課題 - 『かりもの』についての掲載文から、「一方、『かしもの』である身体」で始まり「実際、手を動かせば思い通りに動かせます。」で終わる部分を一字一句そのまま書き写してください。
━━━━━ 掲載文 ━━━━━
先程の『おざしづ』は以下の言葉で締めくくられています。
これだけ諭したら、自由の理は分かるやろ。
『自由の理』が分かれば『たんのう』できる
明治二十一年七月二十八日の『おさしづ』を参照すると・・・
人間かりもの思うようにならん/\というは、かりものの証拠。
身上で身体が思うようにならない・・・
事情で何もかも思うようにならない・・・
実は、思うようにならなくて当然なのです。
身上事情、この世の形あるもの全ては『かりもの』。
この身体、衣食住、地球、太陽、宇宙・・・
全ては神様からお借りしている『かりもの』なのです。
明治二十二年二月二十四日の『おさしづ』では・・・
人間というものは、身はかりもの、心一つが我がのもの。
たった一つの心より、どんな理も日々出る
『心一つが我がのもの』。
心だけは人間のもの。
つまり、心だけが自由に使える人間のもの。
一方、『かしもの』である身体、その他一切の形は、人間の思い通りにならない神様のもの。
でも、ここで一つ疑問が生じます。
人間の思い通りにならない『かしもの』ですが、私達は日常的に身体を思い通りに使用していますよね?
思い通りに御飯を食べ、思い通りに遊び、思い通りに出掛け、思うように行動していませんか?
実際、手を動かせば思い通りに動かせます。
人間が自由に動かせない『かりもの』でも、いったん借りたら後は人間の自由に使えるのでしょうか?
いえいえ、『かりもの』は絶対に侵せない神様の領分。
人間に『かりもの』を自由にできる理はありません。
心臓の鼓動一つ、指先一つ動かすことはできません。
これは絶対に曲げられない永遠不変の原則です。
それでは何故、人間の思い通りに身体が動いているように見えるのか?
━━━━━ 記録一覧 ━━━━━
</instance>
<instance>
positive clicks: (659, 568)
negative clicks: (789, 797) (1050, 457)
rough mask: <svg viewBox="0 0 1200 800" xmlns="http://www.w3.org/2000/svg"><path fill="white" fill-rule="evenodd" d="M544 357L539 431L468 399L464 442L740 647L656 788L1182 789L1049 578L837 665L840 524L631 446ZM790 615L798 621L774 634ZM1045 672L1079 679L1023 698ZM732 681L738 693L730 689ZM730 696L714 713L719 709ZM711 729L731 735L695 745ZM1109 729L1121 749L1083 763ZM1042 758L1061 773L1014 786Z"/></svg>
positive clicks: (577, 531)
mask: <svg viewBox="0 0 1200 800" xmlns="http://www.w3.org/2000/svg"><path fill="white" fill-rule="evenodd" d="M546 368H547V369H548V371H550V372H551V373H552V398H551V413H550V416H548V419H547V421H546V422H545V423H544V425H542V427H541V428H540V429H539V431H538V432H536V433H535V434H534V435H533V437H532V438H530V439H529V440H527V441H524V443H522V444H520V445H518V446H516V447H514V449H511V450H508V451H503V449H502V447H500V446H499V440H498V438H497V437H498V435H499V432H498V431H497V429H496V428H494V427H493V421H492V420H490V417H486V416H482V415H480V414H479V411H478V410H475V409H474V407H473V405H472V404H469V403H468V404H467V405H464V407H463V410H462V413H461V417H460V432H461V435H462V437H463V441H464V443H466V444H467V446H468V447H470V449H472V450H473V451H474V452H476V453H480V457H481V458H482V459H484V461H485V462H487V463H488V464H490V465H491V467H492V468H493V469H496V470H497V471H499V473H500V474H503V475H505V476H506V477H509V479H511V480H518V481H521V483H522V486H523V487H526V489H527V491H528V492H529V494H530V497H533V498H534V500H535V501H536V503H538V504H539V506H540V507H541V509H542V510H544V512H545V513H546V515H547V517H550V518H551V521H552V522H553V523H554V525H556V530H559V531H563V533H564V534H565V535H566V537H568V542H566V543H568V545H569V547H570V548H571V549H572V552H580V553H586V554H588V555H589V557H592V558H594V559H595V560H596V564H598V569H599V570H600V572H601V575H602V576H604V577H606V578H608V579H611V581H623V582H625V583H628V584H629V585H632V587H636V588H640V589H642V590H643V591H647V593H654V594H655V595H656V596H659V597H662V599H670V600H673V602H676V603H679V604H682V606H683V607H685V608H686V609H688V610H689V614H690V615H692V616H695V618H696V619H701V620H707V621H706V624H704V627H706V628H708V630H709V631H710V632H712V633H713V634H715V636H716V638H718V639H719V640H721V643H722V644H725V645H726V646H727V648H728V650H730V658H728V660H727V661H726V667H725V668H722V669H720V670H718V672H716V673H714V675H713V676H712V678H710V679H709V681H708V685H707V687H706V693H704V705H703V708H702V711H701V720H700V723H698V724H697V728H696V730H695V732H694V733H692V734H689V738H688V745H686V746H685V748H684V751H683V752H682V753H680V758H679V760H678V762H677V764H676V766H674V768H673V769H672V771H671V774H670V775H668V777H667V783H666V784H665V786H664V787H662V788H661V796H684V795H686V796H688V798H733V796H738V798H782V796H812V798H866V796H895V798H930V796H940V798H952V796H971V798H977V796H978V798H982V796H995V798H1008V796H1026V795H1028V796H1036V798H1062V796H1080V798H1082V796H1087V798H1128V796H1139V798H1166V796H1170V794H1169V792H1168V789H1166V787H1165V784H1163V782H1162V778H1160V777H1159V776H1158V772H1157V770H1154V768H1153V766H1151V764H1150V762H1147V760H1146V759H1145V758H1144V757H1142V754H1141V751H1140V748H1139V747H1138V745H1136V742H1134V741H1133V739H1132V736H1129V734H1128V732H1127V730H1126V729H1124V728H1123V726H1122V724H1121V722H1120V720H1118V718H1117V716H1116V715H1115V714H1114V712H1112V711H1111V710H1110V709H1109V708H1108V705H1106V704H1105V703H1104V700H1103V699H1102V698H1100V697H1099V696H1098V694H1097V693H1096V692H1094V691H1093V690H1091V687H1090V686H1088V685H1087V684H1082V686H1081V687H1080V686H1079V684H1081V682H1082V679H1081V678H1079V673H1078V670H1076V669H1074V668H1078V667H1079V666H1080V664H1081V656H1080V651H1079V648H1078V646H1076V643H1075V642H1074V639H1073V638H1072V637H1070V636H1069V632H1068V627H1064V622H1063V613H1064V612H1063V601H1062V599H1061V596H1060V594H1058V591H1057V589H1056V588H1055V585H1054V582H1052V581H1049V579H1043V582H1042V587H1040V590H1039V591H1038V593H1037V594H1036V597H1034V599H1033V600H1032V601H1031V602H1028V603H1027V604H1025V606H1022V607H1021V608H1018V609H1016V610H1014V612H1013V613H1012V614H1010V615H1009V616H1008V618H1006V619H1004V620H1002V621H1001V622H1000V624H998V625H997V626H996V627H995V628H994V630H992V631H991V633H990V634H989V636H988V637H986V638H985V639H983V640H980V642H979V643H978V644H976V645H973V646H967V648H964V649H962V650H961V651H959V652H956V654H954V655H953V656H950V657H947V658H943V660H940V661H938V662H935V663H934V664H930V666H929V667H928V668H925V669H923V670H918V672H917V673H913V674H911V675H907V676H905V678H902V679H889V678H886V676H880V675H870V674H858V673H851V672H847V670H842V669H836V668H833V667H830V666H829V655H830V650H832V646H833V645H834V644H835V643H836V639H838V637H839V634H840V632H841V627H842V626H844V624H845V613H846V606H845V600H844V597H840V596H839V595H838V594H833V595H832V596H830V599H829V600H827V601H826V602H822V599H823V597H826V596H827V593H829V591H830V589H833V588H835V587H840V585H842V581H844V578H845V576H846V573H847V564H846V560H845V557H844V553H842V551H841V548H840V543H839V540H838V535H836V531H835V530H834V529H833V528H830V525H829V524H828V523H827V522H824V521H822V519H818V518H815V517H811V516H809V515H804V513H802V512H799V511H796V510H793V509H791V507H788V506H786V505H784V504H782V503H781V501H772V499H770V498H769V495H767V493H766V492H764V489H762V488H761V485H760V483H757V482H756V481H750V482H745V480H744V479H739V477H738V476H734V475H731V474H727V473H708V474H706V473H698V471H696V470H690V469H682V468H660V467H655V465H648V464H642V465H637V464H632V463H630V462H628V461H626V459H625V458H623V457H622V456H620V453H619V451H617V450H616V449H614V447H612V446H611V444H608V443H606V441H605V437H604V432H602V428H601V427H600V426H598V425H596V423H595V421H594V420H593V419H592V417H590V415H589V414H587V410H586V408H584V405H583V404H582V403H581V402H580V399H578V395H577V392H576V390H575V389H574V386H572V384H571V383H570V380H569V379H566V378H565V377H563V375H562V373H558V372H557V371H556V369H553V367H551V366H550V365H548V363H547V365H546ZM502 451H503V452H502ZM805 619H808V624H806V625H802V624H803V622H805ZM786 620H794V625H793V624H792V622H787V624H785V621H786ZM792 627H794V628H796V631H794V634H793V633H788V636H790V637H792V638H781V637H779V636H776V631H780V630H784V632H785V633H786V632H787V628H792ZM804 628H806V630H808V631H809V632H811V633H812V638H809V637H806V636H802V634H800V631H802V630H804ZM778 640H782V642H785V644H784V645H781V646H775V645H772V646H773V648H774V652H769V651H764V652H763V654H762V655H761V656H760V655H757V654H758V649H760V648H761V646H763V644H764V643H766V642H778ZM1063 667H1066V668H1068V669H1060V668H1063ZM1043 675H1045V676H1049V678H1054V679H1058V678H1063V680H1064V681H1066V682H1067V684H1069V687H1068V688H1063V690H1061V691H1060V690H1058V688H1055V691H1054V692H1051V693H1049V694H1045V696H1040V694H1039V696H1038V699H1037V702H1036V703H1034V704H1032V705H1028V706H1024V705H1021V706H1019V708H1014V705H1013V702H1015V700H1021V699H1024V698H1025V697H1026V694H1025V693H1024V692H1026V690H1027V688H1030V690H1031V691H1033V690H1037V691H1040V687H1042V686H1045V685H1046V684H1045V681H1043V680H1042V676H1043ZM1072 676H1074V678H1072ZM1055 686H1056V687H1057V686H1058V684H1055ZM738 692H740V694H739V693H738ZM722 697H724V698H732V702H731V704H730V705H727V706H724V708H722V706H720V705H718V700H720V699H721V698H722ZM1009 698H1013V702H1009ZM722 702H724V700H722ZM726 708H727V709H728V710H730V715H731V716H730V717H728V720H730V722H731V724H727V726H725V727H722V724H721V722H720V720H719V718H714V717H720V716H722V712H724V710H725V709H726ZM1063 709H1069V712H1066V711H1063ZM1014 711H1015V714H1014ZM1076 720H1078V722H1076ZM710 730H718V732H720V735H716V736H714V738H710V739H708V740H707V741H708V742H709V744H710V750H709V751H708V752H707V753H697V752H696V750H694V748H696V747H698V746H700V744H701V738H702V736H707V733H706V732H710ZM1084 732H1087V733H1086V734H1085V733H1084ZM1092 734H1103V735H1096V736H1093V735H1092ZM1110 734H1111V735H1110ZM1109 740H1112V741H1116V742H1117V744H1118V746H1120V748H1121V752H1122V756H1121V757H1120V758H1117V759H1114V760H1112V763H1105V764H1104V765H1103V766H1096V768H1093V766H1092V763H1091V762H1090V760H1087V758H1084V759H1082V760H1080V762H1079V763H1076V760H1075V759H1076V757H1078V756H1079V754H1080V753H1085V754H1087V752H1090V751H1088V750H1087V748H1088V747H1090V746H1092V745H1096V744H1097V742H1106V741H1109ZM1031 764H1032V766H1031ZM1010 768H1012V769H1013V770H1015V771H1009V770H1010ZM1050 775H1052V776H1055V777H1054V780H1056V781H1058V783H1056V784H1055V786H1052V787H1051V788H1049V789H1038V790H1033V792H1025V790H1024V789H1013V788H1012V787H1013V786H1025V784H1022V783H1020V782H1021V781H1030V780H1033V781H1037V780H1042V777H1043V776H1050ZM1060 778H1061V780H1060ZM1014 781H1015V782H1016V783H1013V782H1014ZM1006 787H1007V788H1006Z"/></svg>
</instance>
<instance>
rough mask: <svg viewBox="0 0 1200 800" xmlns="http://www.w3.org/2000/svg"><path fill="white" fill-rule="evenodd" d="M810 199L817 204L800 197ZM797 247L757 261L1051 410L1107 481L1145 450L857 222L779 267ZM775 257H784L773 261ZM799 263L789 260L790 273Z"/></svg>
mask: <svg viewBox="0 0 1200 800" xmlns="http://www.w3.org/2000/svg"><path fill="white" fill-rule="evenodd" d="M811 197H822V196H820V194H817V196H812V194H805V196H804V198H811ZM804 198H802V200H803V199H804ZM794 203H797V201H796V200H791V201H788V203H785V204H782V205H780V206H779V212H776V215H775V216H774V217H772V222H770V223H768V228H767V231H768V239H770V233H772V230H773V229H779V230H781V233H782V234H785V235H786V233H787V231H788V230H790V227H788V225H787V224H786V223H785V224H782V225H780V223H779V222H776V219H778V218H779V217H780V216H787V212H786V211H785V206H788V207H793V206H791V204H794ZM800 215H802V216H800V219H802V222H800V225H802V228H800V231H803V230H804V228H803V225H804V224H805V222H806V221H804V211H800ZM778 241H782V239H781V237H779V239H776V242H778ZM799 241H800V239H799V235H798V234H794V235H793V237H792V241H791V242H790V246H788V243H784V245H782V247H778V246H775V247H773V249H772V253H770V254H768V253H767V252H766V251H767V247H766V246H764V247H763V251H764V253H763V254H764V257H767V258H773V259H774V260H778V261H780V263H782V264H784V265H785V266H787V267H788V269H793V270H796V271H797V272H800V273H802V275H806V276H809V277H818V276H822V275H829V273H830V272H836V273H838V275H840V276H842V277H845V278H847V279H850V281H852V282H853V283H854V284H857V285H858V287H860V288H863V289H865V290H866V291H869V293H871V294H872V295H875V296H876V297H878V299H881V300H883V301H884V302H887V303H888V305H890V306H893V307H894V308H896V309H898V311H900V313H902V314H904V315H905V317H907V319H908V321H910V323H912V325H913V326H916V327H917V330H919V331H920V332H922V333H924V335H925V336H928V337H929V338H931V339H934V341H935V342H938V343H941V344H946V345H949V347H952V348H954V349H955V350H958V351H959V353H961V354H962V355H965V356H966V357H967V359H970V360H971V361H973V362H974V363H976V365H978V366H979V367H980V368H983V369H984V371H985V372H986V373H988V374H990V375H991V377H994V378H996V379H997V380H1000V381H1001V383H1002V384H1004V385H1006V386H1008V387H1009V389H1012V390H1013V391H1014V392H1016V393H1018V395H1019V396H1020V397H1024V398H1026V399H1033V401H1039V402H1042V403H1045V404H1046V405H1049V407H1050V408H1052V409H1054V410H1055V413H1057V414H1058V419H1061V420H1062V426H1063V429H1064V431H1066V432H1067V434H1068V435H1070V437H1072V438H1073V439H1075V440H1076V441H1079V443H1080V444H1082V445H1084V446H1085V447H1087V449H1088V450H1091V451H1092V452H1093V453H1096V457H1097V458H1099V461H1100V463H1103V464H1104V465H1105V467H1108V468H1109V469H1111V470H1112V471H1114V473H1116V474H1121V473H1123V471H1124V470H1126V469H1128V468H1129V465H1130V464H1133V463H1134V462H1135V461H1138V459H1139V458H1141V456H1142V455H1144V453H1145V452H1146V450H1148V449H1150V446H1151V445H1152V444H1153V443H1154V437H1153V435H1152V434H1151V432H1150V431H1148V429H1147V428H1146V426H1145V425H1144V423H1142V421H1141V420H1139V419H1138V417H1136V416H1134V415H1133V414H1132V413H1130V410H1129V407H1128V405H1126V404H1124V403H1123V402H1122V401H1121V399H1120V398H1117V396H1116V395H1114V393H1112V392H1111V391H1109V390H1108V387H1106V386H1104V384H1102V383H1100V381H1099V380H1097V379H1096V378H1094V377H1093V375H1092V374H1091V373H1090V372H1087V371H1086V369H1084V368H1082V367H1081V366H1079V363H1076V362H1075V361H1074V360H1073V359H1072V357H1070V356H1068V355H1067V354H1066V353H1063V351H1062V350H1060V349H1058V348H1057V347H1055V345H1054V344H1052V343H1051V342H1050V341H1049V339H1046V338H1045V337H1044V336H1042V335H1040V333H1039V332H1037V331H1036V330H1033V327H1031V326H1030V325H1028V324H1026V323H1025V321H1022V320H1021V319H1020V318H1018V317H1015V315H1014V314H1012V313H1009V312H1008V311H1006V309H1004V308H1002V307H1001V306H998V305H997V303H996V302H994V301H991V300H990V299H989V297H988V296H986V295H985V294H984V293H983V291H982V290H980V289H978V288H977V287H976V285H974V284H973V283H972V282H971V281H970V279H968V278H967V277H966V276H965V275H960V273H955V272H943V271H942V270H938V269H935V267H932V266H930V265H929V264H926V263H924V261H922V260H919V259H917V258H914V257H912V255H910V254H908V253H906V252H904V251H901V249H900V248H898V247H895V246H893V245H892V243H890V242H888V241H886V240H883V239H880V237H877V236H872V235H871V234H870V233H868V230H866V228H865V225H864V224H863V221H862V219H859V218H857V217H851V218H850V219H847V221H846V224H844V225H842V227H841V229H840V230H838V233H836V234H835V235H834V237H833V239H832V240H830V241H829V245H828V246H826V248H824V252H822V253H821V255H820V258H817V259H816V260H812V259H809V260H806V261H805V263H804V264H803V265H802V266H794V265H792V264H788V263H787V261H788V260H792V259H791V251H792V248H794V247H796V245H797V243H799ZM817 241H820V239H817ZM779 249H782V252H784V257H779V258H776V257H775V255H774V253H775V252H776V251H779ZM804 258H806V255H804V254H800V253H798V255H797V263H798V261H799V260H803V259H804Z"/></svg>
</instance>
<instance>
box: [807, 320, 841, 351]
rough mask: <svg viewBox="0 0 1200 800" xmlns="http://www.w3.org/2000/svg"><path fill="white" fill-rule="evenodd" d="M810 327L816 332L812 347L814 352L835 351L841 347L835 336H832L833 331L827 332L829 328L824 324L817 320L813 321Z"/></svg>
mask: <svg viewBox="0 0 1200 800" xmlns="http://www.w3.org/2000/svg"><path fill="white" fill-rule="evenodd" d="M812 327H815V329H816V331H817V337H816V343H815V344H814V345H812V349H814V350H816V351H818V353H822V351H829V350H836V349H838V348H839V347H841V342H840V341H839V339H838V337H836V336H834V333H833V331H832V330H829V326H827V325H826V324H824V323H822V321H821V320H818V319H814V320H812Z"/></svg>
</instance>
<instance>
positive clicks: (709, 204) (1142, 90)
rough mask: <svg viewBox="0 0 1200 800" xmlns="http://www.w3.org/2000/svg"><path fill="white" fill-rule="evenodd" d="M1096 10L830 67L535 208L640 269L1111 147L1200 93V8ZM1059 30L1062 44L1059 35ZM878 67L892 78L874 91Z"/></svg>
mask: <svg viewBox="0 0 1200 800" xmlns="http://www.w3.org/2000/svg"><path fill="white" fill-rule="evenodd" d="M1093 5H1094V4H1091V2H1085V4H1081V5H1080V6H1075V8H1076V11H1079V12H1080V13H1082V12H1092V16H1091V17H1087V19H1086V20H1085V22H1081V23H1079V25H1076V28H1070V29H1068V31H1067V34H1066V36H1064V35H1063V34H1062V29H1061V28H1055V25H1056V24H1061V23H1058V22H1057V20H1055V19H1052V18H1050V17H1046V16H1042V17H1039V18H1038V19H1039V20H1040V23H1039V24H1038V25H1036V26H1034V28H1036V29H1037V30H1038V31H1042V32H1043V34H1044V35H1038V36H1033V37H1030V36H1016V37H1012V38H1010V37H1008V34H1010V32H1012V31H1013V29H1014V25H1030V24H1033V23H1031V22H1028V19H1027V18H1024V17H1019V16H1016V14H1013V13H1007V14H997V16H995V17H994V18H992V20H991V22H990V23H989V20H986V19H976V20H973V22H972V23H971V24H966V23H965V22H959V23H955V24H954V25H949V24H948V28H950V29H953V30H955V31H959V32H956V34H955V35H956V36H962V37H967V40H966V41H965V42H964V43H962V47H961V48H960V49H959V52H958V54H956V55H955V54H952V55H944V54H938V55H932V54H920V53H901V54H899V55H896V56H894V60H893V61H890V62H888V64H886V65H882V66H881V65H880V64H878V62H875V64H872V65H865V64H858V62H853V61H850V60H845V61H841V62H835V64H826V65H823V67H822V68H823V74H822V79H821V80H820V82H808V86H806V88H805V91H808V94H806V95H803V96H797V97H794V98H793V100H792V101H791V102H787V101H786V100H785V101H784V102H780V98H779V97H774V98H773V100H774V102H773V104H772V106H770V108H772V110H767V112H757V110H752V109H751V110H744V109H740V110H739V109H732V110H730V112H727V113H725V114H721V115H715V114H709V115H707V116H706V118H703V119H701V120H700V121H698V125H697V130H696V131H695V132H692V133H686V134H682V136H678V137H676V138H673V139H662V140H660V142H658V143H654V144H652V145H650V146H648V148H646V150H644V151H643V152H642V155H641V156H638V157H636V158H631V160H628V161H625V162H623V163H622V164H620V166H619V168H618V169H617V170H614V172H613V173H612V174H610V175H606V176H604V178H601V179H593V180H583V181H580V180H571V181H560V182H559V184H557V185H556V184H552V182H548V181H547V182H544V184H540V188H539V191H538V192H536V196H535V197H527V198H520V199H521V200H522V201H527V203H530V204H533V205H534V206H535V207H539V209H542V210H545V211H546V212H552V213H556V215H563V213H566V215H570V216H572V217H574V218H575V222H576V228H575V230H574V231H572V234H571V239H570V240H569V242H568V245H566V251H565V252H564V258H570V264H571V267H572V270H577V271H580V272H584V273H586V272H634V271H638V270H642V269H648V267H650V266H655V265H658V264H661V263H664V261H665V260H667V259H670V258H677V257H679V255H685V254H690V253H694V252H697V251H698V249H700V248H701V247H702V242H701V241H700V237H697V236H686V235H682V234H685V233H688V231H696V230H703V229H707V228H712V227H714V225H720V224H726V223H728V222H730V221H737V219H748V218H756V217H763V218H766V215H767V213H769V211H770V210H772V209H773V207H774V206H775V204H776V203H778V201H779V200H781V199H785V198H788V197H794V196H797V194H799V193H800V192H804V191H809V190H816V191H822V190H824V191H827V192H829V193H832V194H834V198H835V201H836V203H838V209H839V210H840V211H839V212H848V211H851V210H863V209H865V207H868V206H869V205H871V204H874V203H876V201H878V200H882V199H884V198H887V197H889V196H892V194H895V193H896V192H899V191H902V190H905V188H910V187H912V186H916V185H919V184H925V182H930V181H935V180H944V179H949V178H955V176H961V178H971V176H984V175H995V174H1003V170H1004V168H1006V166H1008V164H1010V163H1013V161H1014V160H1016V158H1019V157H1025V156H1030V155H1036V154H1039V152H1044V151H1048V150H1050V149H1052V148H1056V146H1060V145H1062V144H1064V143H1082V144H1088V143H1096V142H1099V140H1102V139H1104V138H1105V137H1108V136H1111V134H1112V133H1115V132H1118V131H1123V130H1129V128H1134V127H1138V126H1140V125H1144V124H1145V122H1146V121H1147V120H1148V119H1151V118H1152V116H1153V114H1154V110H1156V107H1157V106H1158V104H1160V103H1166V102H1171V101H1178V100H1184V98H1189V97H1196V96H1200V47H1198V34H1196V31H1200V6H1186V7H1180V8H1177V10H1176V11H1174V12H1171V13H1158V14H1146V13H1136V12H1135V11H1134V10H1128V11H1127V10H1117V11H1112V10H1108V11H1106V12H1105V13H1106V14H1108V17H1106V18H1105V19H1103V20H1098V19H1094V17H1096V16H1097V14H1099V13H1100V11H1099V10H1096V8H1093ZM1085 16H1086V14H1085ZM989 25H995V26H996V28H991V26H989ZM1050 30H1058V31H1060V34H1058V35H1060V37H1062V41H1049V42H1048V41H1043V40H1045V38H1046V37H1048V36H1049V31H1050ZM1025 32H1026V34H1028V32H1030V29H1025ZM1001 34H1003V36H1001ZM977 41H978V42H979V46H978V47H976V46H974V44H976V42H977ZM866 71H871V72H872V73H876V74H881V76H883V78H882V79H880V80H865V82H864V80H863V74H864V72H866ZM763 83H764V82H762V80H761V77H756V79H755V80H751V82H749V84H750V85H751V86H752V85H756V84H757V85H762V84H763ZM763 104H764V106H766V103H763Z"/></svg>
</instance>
━━━━━
記述回答 -
一方、『かしもの』である身体、その他一切の形は、人間の思い通りにならない神様のもの。
でも、ここで一つ疑問が生じます。
人間の思い通りにならない『かしもの』ですが、私達は日常的に身体を思い通りに使用していますよね?
思い通りに御飯を食べ、思い通りに遊び、思い通りに出掛け、思うように行動していませんか?
実際、手を動かせば思い通りに動かせます。